--- Task instructions ---
Please repeat every line below exactly, from the first to the last.

--- Provided records ---

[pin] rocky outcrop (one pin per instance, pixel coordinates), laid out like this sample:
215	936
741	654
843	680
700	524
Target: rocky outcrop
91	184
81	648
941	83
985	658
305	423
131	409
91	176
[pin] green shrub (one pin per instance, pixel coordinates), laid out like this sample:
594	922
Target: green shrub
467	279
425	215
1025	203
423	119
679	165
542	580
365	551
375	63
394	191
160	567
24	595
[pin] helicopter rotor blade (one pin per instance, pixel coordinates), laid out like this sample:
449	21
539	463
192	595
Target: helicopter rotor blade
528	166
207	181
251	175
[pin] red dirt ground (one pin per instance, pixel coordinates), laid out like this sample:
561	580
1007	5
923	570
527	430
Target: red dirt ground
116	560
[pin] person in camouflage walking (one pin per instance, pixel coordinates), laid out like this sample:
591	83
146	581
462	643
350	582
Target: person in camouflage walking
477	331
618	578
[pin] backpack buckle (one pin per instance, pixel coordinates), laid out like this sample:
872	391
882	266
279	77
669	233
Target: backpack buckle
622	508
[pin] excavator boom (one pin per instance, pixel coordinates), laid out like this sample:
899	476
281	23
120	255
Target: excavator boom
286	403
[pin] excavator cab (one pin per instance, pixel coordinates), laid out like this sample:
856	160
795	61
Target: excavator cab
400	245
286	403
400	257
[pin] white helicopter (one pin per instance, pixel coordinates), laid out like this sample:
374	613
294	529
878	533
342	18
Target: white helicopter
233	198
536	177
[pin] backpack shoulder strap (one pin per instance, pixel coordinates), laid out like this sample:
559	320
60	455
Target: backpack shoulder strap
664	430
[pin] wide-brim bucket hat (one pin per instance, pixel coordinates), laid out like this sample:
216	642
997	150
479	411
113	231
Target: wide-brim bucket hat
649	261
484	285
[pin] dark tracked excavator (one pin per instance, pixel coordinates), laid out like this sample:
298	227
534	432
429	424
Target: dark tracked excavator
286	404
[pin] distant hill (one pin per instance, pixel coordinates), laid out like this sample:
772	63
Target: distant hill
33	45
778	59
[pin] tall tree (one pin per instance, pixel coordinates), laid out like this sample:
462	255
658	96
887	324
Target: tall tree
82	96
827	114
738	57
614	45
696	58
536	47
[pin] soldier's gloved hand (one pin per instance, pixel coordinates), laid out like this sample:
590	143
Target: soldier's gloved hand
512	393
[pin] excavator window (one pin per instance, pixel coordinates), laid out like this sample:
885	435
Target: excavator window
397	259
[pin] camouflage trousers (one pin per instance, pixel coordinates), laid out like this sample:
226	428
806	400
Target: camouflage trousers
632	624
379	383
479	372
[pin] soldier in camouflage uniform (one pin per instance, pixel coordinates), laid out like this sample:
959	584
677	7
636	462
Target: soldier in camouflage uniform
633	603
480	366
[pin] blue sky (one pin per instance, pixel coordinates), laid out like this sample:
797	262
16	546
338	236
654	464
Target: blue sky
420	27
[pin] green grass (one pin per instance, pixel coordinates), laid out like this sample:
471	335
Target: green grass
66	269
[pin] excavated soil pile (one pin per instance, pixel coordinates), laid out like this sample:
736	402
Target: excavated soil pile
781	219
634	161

--- Answer section ---
[pin] rocky outcrop (one pin per instance, pixel coordinates), laid out like this sample:
215	936
741	654
843	680
700	524
Target: rocky outcrop
91	184
81	648
941	83
985	658
305	423
131	409
91	176
[pin] green shrub (one pin per instance, pixel coordinates), laid out like this sample:
594	922
Target: green shrub
467	279
425	215
1025	203
423	119
679	165
542	580
365	551
375	63
394	191
160	567
24	595
[pin] helicopter rotor blade (one pin per instance, pixel coordinates), laid out like this sample:
449	21
539	463
192	595
Target: helicopter rotor blade
528	166
207	181
251	175
[pin] red dirt ground (one pin per instance, pixel coordinates), laid out like this sample:
561	580
1007	5
923	570
527	430
Target: red dirt ground
116	560
[pin] person in camouflage walking (one pin per instance, pixel coordinates), laid out like this sample:
591	83
146	581
462	643
350	582
Target: person in camouflage walking
477	331
618	578
[pin] backpack buckle (one pin per instance, pixel coordinates), laid out like this sample:
872	391
882	266
279	77
669	233
Target: backpack buckle
622	508
[pin] excavator boom (one pin per instance, pixel coordinates), laid out like this sample:
899	476
281	23
120	255
Target: excavator boom
286	403
[pin] excavator cab (one pin per instance, pixel coordinates), laid out like this sample:
856	160
795	61
Target: excavator cab
400	245
286	403
400	257
[pin] white helicopter (one pin per instance, pixel coordinates), laid out like this sample:
374	613
294	529
878	533
342	18
Target: white helicopter
233	198
536	177
[pin] backpack shoulder strap (one pin per instance, pixel coordinates), laid out like this sample:
559	320
60	455
Target: backpack shoulder strap
664	430
[pin] wide-brim bucket hat (one pin per instance, pixel coordinates), laid out like this sample:
216	642
997	150
479	411
113	231
Target: wide-brim bucket hat
649	261
484	285
[pin] dark tracked excavator (one pin per instance, pixel coordinates), laid out like this sample:
298	227
534	432
429	424
Target: dark tracked excavator
286	404
[pin] distant hill (one pin per instance, pixel coordinates), laid out like this sample:
772	63
Target: distant hill
33	45
778	59
[pin] tall tree (one pin per instance, pixel coordinates), laid out like this sample:
462	255
658	96
887	324
Target: tall tree
82	96
827	114
738	57
614	45
696	58
536	47
[pin] soldier's gloved hand (one pin per instance, pixel coordinates), laid out like this sample:
590	143
Target: soldier's gloved hand
512	393
[pin] excavator window (one pin per instance, pixel coordinates), laid out like this sample:
885	435
Target: excavator window
397	259
[pin] camouflage trousers (one pin per instance, pixel coordinates), laid out like this sample:
226	428
806	400
Target: camouflage trousers
632	624
379	383
479	372
[pin] soldier in camouflage uniform (one pin per instance, pixel coordinates), laid out like this sample:
959	584
677	7
636	462
Target: soldier in camouflage uniform
633	603
480	366
[pin] blue sky (one pin per instance, pixel coordinates), laid out like this sample:
797	262
16	546
338	236
654	464
Target: blue sky
420	27
[pin] green grass (one pin per instance, pixel coordinates), laid out like this sample:
471	335
Target: green grass
66	269
[pin] excavated soil pile (one pin per instance, pixel coordinates), laid out like this sample:
736	402
Target: excavated soil pile
781	219
634	161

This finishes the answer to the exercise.